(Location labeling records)
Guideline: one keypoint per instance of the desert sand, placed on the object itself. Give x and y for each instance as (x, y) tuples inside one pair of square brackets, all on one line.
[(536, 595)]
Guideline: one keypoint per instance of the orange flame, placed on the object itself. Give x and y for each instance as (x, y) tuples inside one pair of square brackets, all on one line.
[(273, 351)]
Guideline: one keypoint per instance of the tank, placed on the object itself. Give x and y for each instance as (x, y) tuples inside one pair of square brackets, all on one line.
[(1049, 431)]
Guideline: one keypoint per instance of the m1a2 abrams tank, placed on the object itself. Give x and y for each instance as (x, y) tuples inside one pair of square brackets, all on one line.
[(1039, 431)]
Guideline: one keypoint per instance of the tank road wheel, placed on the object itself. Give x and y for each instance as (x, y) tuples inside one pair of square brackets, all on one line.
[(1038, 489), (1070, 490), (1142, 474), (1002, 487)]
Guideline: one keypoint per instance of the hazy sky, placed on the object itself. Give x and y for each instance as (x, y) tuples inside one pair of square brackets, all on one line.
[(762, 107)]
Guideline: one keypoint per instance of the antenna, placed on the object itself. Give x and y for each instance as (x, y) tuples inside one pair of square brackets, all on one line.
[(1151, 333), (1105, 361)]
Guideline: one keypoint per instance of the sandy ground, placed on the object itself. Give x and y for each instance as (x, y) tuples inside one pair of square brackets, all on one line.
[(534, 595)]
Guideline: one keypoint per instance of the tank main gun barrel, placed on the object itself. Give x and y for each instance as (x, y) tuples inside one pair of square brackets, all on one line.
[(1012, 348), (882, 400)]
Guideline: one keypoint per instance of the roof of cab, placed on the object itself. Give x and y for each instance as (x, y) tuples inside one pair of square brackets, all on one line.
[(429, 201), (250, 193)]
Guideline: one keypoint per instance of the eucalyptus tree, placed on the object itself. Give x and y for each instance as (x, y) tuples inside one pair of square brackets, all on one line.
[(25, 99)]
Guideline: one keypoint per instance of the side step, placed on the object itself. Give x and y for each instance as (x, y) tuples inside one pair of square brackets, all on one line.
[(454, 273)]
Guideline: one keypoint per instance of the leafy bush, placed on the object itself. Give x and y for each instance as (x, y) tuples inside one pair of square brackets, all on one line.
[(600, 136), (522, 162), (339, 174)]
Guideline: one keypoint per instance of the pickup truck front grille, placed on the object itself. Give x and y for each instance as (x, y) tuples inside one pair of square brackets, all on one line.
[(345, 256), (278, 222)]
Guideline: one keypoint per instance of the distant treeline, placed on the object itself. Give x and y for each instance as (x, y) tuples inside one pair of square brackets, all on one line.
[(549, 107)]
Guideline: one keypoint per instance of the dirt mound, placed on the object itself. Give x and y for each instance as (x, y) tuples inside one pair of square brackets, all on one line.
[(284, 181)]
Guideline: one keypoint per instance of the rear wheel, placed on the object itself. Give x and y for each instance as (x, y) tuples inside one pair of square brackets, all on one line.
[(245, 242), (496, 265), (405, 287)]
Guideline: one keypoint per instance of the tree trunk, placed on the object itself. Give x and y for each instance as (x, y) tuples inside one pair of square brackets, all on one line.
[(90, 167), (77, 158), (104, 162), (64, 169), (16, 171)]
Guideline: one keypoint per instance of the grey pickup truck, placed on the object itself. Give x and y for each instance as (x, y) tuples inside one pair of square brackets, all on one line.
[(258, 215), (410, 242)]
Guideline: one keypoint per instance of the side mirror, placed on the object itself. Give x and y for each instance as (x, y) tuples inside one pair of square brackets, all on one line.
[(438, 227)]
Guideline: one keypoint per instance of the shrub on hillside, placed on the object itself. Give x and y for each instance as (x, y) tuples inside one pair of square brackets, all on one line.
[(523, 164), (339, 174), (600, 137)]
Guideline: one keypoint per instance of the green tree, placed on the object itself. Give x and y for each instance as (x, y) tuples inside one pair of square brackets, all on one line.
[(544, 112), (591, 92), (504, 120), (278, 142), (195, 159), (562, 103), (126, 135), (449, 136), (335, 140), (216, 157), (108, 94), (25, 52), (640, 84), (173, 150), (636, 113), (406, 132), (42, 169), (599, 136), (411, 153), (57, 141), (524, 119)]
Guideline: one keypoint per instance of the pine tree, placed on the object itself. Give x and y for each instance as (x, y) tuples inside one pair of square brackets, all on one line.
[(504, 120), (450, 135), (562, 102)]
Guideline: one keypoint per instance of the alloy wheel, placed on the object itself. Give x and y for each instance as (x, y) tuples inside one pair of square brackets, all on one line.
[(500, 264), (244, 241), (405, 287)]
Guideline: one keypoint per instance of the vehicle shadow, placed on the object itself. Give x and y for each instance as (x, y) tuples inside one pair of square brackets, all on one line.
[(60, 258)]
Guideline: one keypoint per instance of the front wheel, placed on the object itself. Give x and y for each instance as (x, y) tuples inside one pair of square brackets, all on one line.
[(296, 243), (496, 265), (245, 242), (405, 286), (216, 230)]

■ **Exercise**:
Scale the lines from the line with "Guideline: one keypoint per instance of the grey" up to and including the line with "[(504, 120), (450, 135), (562, 102)]" by writing each of them out again in full, requests included. In the answers only, multiply every x and y coordinate by 2.25 and round to whole numbers with halves rounded up, leaving the requests unchanged.

■ **Answer**:
Guideline: one keypoint per instance of the grey pickup truck, placed on the object itself. Give x and y for each instance as (x, y) tuples inside one pair of square brackets, all on one line.
[(581, 484), (923, 545)]
Guideline: one keypoint per instance of the side mirror, placed on the object itself. Give x and y for each instance as (x, y) tuples inside one pair of square brackets, all on one line.
[(986, 511)]
Guideline: one keypoint per instance of the shrub on hillside, placed on the object itself. Give x and y for each instance as (x, y) tuples inside one pair of square brackets, all on one line.
[(1177, 369), (763, 392), (1350, 308)]
Guideline: one keypoint per instance of the green tree, placed on the object itself. Give x and y for each instance as (x, y) tuples inside one pair of square brackets, all on one line.
[(1224, 252), (1330, 207), (1134, 270), (626, 320), (439, 358), (1265, 232), (284, 304), (1010, 306), (754, 315), (486, 353), (243, 212), (56, 117), (1440, 189), (389, 338), (1431, 254), (914, 297), (95, 380), (1348, 306), (925, 344), (128, 317), (1179, 268)]
Guideline: one keypoint per instance of the pine tree, placed on the object itself. Give x and y for each instance as (x, y) tuples inside one pair of square brackets, all on one line.
[(1134, 270), (1013, 304), (1265, 230)]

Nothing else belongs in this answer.